*What you need to do*.
Copy out all lines in the material below that contain the string "reflection".

[Opening Material for this task section]

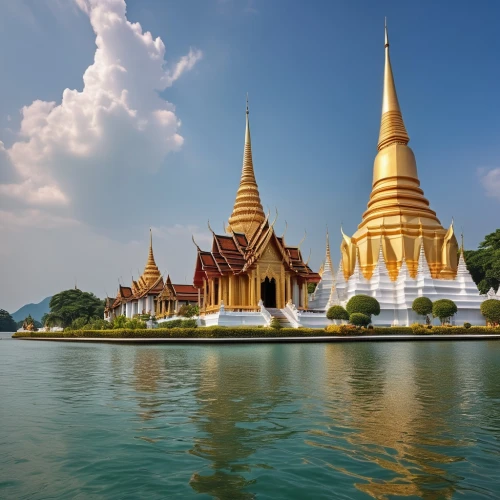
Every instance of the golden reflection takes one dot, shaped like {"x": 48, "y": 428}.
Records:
{"x": 233, "y": 418}
{"x": 384, "y": 419}
{"x": 148, "y": 372}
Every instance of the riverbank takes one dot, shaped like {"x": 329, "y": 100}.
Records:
{"x": 241, "y": 335}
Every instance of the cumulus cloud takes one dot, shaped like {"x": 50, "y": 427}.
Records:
{"x": 33, "y": 218}
{"x": 490, "y": 179}
{"x": 116, "y": 124}
{"x": 184, "y": 232}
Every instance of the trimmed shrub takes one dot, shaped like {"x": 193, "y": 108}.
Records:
{"x": 247, "y": 332}
{"x": 359, "y": 319}
{"x": 363, "y": 304}
{"x": 444, "y": 309}
{"x": 337, "y": 312}
{"x": 347, "y": 330}
{"x": 422, "y": 306}
{"x": 490, "y": 309}
{"x": 275, "y": 324}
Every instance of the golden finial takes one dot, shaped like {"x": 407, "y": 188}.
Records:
{"x": 306, "y": 263}
{"x": 284, "y": 232}
{"x": 303, "y": 239}
{"x": 196, "y": 245}
{"x": 247, "y": 213}
{"x": 275, "y": 218}
{"x": 392, "y": 127}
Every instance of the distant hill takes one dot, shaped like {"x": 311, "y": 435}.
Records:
{"x": 36, "y": 310}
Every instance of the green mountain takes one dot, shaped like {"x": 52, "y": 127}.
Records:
{"x": 36, "y": 310}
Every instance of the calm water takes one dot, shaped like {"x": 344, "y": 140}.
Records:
{"x": 370, "y": 420}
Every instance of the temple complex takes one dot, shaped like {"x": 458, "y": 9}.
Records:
{"x": 150, "y": 294}
{"x": 250, "y": 272}
{"x": 325, "y": 294}
{"x": 400, "y": 250}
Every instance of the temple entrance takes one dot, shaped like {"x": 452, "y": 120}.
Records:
{"x": 268, "y": 292}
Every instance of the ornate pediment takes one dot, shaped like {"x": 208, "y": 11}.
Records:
{"x": 271, "y": 253}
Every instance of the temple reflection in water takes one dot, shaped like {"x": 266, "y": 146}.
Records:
{"x": 381, "y": 420}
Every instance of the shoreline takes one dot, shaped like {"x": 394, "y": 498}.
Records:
{"x": 261, "y": 340}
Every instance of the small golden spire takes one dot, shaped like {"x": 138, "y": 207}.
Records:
{"x": 151, "y": 272}
{"x": 392, "y": 127}
{"x": 328, "y": 256}
{"x": 247, "y": 214}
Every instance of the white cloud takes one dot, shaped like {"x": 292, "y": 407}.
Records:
{"x": 33, "y": 218}
{"x": 490, "y": 179}
{"x": 184, "y": 232}
{"x": 116, "y": 124}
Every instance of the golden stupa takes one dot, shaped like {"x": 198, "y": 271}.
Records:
{"x": 398, "y": 215}
{"x": 151, "y": 273}
{"x": 247, "y": 215}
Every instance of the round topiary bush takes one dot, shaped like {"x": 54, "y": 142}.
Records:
{"x": 359, "y": 319}
{"x": 363, "y": 304}
{"x": 275, "y": 324}
{"x": 337, "y": 312}
{"x": 444, "y": 309}
{"x": 422, "y": 306}
{"x": 490, "y": 309}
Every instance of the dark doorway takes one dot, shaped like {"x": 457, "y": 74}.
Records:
{"x": 268, "y": 292}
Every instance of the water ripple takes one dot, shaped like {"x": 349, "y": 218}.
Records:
{"x": 380, "y": 421}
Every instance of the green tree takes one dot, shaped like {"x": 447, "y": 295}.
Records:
{"x": 29, "y": 318}
{"x": 44, "y": 319}
{"x": 363, "y": 304}
{"x": 188, "y": 311}
{"x": 7, "y": 324}
{"x": 119, "y": 321}
{"x": 275, "y": 324}
{"x": 444, "y": 309}
{"x": 484, "y": 263}
{"x": 490, "y": 309}
{"x": 135, "y": 324}
{"x": 359, "y": 319}
{"x": 337, "y": 312}
{"x": 422, "y": 306}
{"x": 71, "y": 304}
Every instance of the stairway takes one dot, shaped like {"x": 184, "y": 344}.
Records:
{"x": 278, "y": 313}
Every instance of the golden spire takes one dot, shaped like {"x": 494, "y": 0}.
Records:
{"x": 328, "y": 257}
{"x": 247, "y": 214}
{"x": 151, "y": 272}
{"x": 392, "y": 127}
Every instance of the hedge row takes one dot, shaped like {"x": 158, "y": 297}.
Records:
{"x": 240, "y": 332}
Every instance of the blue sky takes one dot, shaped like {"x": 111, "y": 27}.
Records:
{"x": 80, "y": 187}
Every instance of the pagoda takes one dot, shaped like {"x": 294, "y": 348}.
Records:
{"x": 400, "y": 250}
{"x": 250, "y": 273}
{"x": 150, "y": 294}
{"x": 325, "y": 294}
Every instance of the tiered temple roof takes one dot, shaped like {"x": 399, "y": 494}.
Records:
{"x": 233, "y": 254}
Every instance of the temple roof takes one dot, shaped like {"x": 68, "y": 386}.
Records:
{"x": 234, "y": 255}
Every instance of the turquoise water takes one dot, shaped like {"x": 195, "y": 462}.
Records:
{"x": 368, "y": 420}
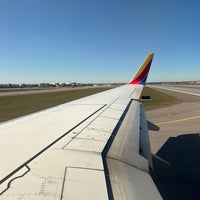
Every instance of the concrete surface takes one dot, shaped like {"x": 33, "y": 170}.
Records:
{"x": 178, "y": 142}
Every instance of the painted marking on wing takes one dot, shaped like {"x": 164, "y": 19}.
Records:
{"x": 178, "y": 120}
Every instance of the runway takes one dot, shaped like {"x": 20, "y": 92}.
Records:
{"x": 178, "y": 142}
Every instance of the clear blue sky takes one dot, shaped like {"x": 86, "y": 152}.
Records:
{"x": 98, "y": 40}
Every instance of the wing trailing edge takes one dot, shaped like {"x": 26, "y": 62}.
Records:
{"x": 141, "y": 75}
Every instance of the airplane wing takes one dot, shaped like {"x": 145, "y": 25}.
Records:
{"x": 96, "y": 147}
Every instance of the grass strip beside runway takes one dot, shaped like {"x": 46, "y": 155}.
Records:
{"x": 20, "y": 105}
{"x": 157, "y": 99}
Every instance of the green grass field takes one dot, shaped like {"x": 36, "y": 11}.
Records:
{"x": 19, "y": 105}
{"x": 158, "y": 99}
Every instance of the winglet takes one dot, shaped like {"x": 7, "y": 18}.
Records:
{"x": 141, "y": 75}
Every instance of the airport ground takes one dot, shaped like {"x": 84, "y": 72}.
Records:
{"x": 178, "y": 142}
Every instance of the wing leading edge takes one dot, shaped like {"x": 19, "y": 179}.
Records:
{"x": 92, "y": 148}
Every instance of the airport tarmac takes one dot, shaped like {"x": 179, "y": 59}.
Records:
{"x": 178, "y": 142}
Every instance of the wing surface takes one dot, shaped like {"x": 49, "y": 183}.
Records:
{"x": 96, "y": 147}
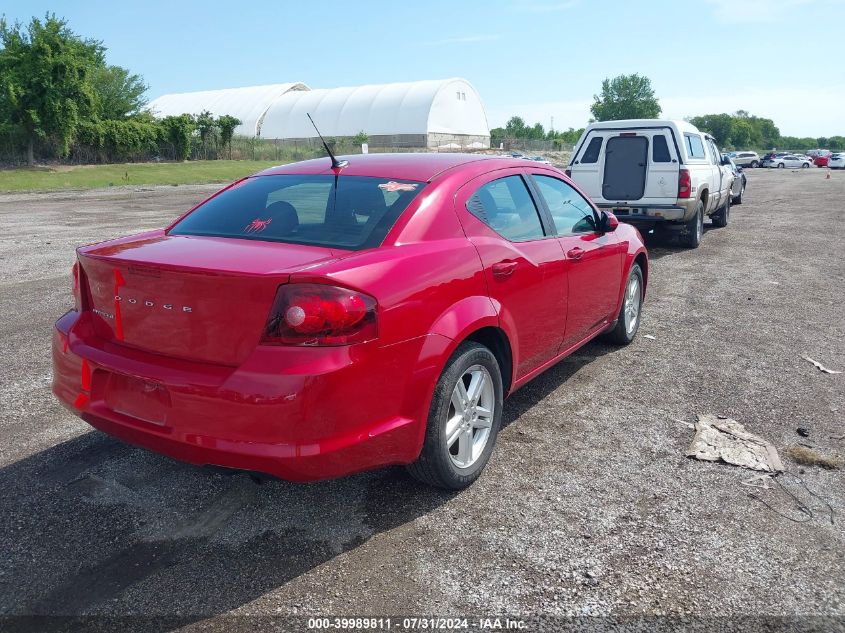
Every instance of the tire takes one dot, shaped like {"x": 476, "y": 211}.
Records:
{"x": 691, "y": 238}
{"x": 720, "y": 218}
{"x": 439, "y": 463}
{"x": 738, "y": 198}
{"x": 628, "y": 319}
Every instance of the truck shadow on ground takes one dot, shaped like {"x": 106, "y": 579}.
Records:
{"x": 94, "y": 529}
{"x": 661, "y": 244}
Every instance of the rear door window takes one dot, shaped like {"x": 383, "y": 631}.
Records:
{"x": 591, "y": 154}
{"x": 350, "y": 213}
{"x": 570, "y": 212}
{"x": 506, "y": 206}
{"x": 695, "y": 148}
{"x": 660, "y": 149}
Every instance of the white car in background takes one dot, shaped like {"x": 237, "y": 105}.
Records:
{"x": 792, "y": 161}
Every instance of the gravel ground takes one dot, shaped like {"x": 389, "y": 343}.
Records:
{"x": 588, "y": 507}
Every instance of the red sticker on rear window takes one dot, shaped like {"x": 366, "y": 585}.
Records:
{"x": 257, "y": 225}
{"x": 397, "y": 186}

[Closing Material for this task section]

*Answer space*.
Every instance of the golden reflection takes one dot, shaped like {"x": 48, "y": 428}.
Every instance of the temple reflection in water takes one dot, shaped like {"x": 266, "y": 146}.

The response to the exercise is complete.